* **Document text**
-- start --

# Does anyone else here find instagram offensive



## Kbarredo

Lately on facebook I have been seeing lots of instagrammed photos. I understand people just have fun messing around with all the vintage looking filters. Today I almost lost it on a friend though. She put up a pic of her cat. It just looked like a quick snapshot by someone who has never studied the field of photography. But of course it had a vintage over saturated filter from instagram.
People started commenting on how awesome it looked and she actually had the nerve to say " Yeah I have a natural eye for photography". I almost lost it on her today.
The reason I hate instagram is it takes away from the art of photography. People stop looking at the message, the lighting, the mood, the composition, and the emotion that is put into a photo. Instead they start looking at the cool effects. Its like saying a movie is good just because it had lots of explosions. Now don't get me wrong there have been some awesome users of instagram. Those people realize that instagram is just a tool that has its place and not a crutch that can turn poorly composed photos into decent ones.
It takes the beautiful, artistic, classy and charismatic woman that is photography and turns it into a bar star that hides under 2lbs of makeup and makes out with other women.


----------



## vipgraphx

I think you are looking into it to much. Life is to short to worry about those petty little things. To add to that times are changing and that is life. Photography is nothing but an expression of ones self behind the lens. What people want to do with it is totally fine with me. They are entitled to say what they want as it is our first amendment and add filters as they choose. I am sure those same people are not taking any business away from a paid professional photographer so who cares......Unless someone pays another person to do a wedding with instagram photography then those pros better start learning how to use iphones and vintage looking filters....but, offensive no way.....


----------



## Nikon_Dude

I use instagram. Most of my pictures that originated from my DSLR do not get touched by instagram's filters. Many that I took with my cell phone end up looking better after applying a filter, especially with that button at the top, not sure what it does but looks like it compensates for exposure and adds some contrast.  

What pisses me off about instagram is that it forces you to crop your all your pictures, to a square. You can throw composition out the window.


----------



## chuasam

If she wants to have fun with Instagram, why shouldn't she be allowed to have fun. It's still photography...and better yet - it's fun.


----------



## Helen B

It looks like a last resort for the talentless. No wonder it is worth so much money.


----------



## Derrel

Kbarredo said:


> Lately on facebook I have been seeing lots of instagrammed photos. I understand people just have fun messing around with all the vintage looking filters. Today I almost lost it on a friend though. She put up a pic of her cat. It just looked like a quick snapshot by someone who has never studied the field of photography. But of course it had a vintage over saturated filter from instagram.
> People started commenting on how awesome it looked and she actually had the nerve to say " Yeah I have a natural eye for photography". I almost lost it on her today.
> The reason I hate instagram is it takes away from the art of photography. People stop looking at the message, the lighting, the mood, the composition, and the emotion that is put into a photo. Instead they start looking at the cool effects. Its like saying a movie is good just because it had lots of explosions. Now don't get me wrong there have been some awesome users of instagram. Those people realize that instagram is just a tool that has its place and not a crutch that can turn poorly composed photos into decent ones.

-- end --

* **Objective**
Carry on the forum thread about Instagram filters from the point where it stops. The lines that come next have no connection to the forum thread about Instagram filters.

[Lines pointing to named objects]
-- start --

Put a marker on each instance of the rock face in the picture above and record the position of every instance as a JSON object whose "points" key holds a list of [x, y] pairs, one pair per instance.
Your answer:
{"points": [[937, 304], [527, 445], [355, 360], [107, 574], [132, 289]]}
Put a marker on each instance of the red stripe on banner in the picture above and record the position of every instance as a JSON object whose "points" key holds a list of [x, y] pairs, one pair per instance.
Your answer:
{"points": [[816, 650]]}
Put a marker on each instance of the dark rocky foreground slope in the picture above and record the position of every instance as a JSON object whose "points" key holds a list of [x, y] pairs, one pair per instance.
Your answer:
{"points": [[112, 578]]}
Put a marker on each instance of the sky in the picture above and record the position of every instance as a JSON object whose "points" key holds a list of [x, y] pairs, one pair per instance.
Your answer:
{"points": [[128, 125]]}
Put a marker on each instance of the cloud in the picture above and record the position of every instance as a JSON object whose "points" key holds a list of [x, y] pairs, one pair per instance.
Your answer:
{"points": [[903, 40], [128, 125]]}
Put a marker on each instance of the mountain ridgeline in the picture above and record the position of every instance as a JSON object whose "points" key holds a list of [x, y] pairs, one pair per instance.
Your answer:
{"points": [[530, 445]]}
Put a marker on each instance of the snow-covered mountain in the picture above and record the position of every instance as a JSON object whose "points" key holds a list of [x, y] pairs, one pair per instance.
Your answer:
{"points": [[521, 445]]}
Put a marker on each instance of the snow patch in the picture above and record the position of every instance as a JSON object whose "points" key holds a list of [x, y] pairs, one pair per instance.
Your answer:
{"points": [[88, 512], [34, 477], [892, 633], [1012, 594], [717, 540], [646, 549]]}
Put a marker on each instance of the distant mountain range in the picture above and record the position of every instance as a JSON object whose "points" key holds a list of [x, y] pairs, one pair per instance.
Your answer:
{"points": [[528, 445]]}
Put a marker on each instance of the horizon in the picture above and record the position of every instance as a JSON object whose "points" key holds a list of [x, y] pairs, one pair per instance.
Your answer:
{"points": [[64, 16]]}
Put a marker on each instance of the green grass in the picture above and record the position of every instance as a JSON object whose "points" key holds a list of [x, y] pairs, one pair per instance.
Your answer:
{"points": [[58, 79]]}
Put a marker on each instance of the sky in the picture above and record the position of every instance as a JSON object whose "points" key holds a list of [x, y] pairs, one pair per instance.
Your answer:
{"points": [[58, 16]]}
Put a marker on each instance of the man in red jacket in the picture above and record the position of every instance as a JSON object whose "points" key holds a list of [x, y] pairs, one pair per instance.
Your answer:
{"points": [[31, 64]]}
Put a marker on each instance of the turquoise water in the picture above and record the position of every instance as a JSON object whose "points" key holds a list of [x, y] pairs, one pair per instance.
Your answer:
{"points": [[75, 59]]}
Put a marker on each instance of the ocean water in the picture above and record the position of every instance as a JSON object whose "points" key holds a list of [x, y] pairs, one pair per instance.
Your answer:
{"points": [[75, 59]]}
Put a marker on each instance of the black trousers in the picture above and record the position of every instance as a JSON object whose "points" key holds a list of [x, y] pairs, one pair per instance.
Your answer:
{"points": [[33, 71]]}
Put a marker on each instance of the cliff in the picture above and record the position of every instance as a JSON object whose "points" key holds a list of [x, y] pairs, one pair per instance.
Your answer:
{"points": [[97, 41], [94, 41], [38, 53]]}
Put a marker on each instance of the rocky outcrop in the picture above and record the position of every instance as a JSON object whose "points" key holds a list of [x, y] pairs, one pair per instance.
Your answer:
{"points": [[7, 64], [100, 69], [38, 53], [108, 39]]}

-- end --

* **In response**
> It takes the beautiful, artistic, classy and charismatic woman that is photography and turns it into a bar star that hides under 2lbs of makeup and makes out with other women.



A most excellent rant dude. And to think, Facebook just payed one billion dollars for Instagram. Huh.


----------



## cgipson1

Helen B said:


> It looks like a last resort for the talentless. No wonder it is worth so much money.



Very well said, Helen!


----------



## Forkie

Some people *do *like films just because they have explosions.

But seriously, what's the difference between using Instagram, Gimp, Photoshop, Paint Shop Pro, PhotoTools (I just discovered this one!), downloading actions online etc., etc.?  It's just another editing tool and if it gives you the effect you want on your photo, then run with it! 

I wonder if the Instagram forum has a thread complaining about photographers that use DSLRs being elitist/purist/pedantic/snobbish/spoil sports/party police.

Let them eat cake.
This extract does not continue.